● Exercise
Copy word for word the part of the conversation about self-acceptance between "Carly: But at" and "they're just jealous.", inclusive.

● Selection

___

Carly: But at the end of the day, this is how I feel about it. People taking issue with the way that I look or even dress truly speaks more about them than it does about me.
Suzanne: Exactly, I mean, they're just jealous.
Carly: I've found in my life, I have found in my life that people tend to take, they tend to have, they project their own frustrations onto people who are able to live their lives unapologetically because they themselves cannot.
And I just decided a long time ago that one weight I will not carry are the insecurities of other people. So that was a cathartic moment for me, to sort of realize, you know what? That's okay, it's okay that you feel that way. And it's even okay that you felt compelled to write it on the internet, but at the end of the day, I know who I am, and the bottom line is the only message, I'm not here to glorify an unhealthy lifestyle or to romanticize obesity, that's not my thing.
I'm just saying that wherever you are in the journey of your life, you are allowed to celebrate yourself and you are absolutely 100% allowed to fucking love yourself. And that is the strongest message that I just really want to get out there. It doesn't matter where you are and whatever goal that you have, but you don't have to hit or reach any level to all of a sudden then decide you're allowed to love yourself, that's nuts.
And so that's really what it comes down to for me, I might not be at the goal I want to be right now, but I'm still allowed to be comfortable in my skin and leave my house and enjoy my day, you know what I mean?
I'm not going to hide in my house and apologize because some fucking strange dude in Germany took issue with me on Instagram and called me a land whale. Like good luck with your projects bro, I don't know what to tell you.

___

Coordinate annotation entries:
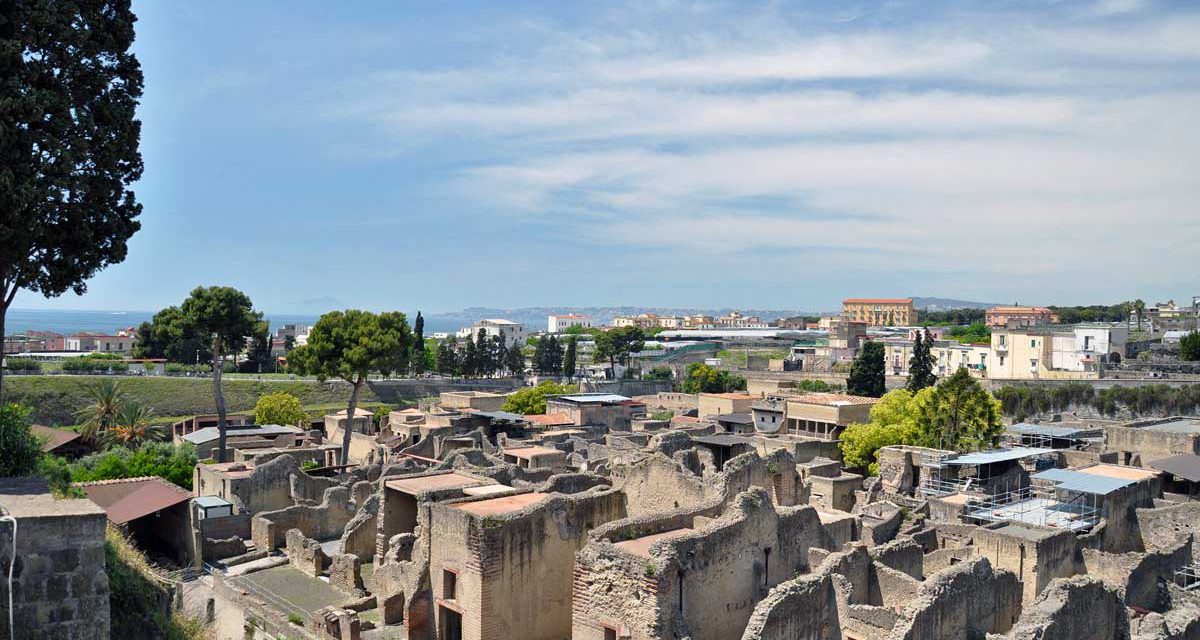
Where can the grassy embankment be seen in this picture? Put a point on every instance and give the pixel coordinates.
(57, 399)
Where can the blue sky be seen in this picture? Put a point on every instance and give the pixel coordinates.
(441, 155)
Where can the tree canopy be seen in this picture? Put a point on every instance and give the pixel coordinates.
(868, 370)
(349, 345)
(702, 378)
(532, 400)
(69, 143)
(281, 408)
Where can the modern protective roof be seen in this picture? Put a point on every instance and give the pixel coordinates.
(996, 455)
(1179, 425)
(1029, 429)
(1083, 483)
(593, 399)
(1186, 466)
(721, 440)
(131, 498)
(210, 434)
(208, 502)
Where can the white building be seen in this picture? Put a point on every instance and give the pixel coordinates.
(557, 324)
(513, 332)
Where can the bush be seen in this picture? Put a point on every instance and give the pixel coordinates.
(23, 365)
(282, 408)
(165, 460)
(19, 449)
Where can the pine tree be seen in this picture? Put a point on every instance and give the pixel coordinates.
(569, 358)
(867, 371)
(921, 365)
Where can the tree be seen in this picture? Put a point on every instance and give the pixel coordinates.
(349, 345)
(616, 345)
(19, 449)
(921, 365)
(448, 357)
(1189, 347)
(227, 317)
(282, 408)
(532, 400)
(709, 380)
(867, 371)
(569, 357)
(132, 425)
(70, 144)
(959, 414)
(106, 399)
(418, 358)
(515, 360)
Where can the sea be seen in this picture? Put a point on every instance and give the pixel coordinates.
(19, 321)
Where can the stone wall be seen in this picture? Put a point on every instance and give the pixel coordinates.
(60, 588)
(1080, 606)
(322, 522)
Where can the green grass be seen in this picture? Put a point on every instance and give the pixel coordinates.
(55, 399)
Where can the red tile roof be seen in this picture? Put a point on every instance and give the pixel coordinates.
(130, 498)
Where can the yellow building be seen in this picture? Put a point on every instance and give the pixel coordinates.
(880, 311)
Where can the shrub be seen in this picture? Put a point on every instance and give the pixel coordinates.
(19, 449)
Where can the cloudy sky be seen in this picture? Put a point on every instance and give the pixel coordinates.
(441, 155)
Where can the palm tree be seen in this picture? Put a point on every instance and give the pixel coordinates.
(132, 425)
(107, 399)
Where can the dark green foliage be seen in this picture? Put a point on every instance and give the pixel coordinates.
(817, 386)
(1025, 401)
(19, 449)
(570, 357)
(867, 371)
(659, 372)
(953, 316)
(709, 380)
(1189, 347)
(921, 365)
(1073, 315)
(976, 333)
(69, 143)
(168, 461)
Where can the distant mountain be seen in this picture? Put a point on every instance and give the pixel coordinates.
(943, 304)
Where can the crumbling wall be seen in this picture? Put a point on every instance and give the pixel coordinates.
(305, 554)
(1074, 608)
(659, 484)
(965, 600)
(323, 522)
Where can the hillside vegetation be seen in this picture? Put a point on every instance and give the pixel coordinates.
(55, 399)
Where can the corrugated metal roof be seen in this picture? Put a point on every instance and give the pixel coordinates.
(1186, 466)
(1044, 430)
(210, 434)
(131, 498)
(583, 399)
(1083, 483)
(996, 455)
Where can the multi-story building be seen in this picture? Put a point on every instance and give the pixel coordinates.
(513, 332)
(1015, 317)
(557, 324)
(880, 311)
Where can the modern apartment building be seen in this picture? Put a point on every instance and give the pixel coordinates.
(1015, 317)
(880, 311)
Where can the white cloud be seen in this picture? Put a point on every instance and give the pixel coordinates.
(975, 141)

___

● Solution below
Carly: But at the end of the day, this is how I feel about it. People taking issue with the way that I look or even dress truly speaks more about them than it does about me.
Suzanne: Exactly, I mean, they're just jealous.